• [Recorded data]
==================================================

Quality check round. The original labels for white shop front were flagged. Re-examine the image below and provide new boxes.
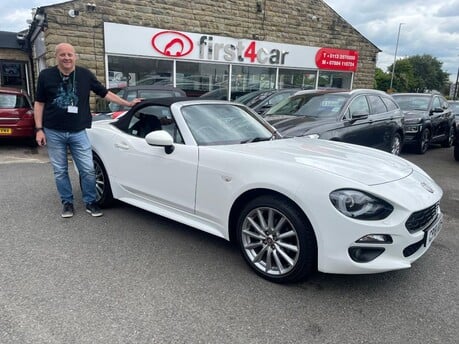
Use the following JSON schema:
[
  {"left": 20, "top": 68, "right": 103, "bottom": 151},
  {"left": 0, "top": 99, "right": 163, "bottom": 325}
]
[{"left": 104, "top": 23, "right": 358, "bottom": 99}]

==================================================

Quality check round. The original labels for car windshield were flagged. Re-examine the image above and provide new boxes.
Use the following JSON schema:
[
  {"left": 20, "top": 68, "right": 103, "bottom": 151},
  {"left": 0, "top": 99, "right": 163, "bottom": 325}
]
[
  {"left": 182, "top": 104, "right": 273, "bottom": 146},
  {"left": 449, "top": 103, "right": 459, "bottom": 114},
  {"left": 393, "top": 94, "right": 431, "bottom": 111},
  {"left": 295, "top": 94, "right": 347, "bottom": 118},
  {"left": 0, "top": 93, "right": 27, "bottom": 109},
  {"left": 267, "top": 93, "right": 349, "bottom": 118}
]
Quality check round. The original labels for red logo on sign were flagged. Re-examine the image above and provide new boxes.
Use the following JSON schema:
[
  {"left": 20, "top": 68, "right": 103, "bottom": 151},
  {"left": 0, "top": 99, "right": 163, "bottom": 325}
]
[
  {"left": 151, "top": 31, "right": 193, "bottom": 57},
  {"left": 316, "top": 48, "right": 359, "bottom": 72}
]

==================================================

• [EXERCISE DIRECTIONS]
Gather every line of the listing above that contains the word "image", and copy each one in full.

• [ANSWER IN FULL]
Quality check round. The original labels for white shop front were flagged. Re-examine the image below and provide new boxes.
Quality check round. The original labels for car windshield were flagged. Re-examine the image above and provide new boxes.
Quality check round. The original labels for red logo on sign were flagged. Re-examine the image above and provide new boxes.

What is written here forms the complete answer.